Actions to take ->
A: In the column about the midterm election, which painting does the writer bring to mind to show what voting is?
B: List every foundation stone that the column on the midterm election names as something "we claim to cherish."
C: Carry on the column about the midterm election from its last sentence, keeping its voice and argument.

Source excerpt ->

• • • • • • •

November 4, 2018 12:12:28 AM
"What are these politicians going to do for us?"
A guy in Texas asked that question a few weeks back on "Full Frontal with Samantha Bee," by way of explaining why he won't be voting in the most important midterm election in modern American history. His words have been playing on an endless loop in my head ever since. You'll seldom hear electoral apathy, ignorance and cynicism more concisely illustrated.
Moreover, he reflects an understanding of politics as solely a transactional process: Vote for this, get that. But for however much casting a ballot is a way to get, it is also, and perhaps even more so, a way to say. One thinks of Norman Rockwell's famous "Four Freedoms" painting of an ordinary guy standing up in a public meeting to speak his piece. That's what voting is.
If the evocation of that image seems corny, that's OK. We could use a little corniness just now, could do with a sentimental nod to the foundation stones we claim to cherish: liberty, justice, equality, decency, democracy, compassion and all that other old-fashioned hokum. Because here's the thing:
We could lose it all. We could lose our country here.
Maybe you think that's alarmist. But anyone who is sanguine about America's future has not been paying attention to America's present.

• • • • • • •

Record set ->
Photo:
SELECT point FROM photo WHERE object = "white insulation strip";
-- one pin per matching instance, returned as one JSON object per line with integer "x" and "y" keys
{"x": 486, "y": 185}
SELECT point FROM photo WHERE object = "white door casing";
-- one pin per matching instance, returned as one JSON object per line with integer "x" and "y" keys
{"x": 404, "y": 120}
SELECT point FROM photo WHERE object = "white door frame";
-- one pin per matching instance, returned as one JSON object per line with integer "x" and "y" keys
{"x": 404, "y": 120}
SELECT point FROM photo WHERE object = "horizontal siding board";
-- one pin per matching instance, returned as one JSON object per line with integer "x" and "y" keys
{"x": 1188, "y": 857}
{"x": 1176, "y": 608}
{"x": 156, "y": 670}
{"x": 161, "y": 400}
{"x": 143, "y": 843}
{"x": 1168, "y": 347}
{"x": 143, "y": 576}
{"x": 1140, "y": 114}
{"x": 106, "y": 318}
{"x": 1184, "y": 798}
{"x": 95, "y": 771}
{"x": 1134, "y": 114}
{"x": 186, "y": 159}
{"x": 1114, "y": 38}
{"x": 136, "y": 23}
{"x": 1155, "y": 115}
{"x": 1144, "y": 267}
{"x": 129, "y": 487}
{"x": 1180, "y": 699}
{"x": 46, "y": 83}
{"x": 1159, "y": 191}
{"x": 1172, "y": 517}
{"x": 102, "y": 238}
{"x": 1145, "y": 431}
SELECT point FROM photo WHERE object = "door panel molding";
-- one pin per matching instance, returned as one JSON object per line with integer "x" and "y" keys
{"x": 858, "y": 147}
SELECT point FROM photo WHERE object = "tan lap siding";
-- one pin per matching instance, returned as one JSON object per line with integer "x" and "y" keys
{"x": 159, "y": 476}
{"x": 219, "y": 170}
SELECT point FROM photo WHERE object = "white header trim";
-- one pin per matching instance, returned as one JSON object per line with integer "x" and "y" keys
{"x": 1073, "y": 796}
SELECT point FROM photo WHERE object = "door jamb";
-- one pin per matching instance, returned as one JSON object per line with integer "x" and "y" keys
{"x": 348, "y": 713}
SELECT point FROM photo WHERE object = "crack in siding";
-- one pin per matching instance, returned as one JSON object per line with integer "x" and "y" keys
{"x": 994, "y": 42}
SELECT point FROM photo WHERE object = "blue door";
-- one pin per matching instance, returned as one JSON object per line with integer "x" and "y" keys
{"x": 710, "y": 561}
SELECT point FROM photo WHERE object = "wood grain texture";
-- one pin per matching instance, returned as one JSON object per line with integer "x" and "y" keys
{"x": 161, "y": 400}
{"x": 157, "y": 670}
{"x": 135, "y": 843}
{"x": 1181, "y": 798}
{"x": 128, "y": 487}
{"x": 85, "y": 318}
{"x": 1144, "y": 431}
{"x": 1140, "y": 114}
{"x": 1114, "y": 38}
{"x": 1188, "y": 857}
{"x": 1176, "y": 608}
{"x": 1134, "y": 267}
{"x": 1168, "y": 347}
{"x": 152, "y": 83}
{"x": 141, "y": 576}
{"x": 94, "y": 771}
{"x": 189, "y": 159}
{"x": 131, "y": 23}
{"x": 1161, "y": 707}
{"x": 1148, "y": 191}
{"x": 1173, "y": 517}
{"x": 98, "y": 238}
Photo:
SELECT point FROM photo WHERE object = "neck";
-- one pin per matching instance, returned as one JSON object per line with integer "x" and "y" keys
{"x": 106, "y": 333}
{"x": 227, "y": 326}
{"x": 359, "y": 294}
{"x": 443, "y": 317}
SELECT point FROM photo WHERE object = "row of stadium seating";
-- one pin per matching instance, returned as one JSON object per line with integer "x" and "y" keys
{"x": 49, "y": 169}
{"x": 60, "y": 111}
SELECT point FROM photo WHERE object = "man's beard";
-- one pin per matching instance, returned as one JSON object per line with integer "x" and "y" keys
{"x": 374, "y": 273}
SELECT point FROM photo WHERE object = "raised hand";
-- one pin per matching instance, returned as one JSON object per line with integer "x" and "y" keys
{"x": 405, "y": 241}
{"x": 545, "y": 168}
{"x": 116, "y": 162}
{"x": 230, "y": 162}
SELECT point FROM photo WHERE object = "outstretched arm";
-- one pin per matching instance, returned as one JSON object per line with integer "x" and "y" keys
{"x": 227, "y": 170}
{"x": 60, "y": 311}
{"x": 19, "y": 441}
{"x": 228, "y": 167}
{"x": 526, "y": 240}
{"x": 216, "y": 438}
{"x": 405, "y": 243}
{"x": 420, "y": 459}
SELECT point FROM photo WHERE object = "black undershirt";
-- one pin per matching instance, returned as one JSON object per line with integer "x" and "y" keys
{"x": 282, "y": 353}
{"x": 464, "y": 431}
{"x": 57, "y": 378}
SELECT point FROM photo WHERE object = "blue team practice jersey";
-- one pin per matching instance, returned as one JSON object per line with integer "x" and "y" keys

• • • • • • •

Results for each task ->
A: Norman Rockwell's "Four Freedoms" painting of an ordinary guy standing up in a public meeting to speak his piece.

B: liberty, justice, equality, decency, democracy, compassion

C:
Let's take an episode from last week as an instructive example. As you will recall, our regrettable president claimed the power, at his sole discretion, to overturn the 14th Amendment to the U.S. Constitution, which is patently absurd. That's not the way America works. A president cannot declare some part of the Constitution - the Constitution! - null and void on his authority. Only dictators can do that.
But if this guy thinks he has that power, what else might he think he can do? Knowing him as we do, is it far-fetched to imagine a scenario where he gins up some fake crisis in 2020 and uses it to postpone the election? Or is it inconceivable that, having lost that election, he refuses to surrender power, claiming the process was "rigged"?
So yes, we could, indeed, lose our country here. And not just because of him, but also because of us -- how he has changed us.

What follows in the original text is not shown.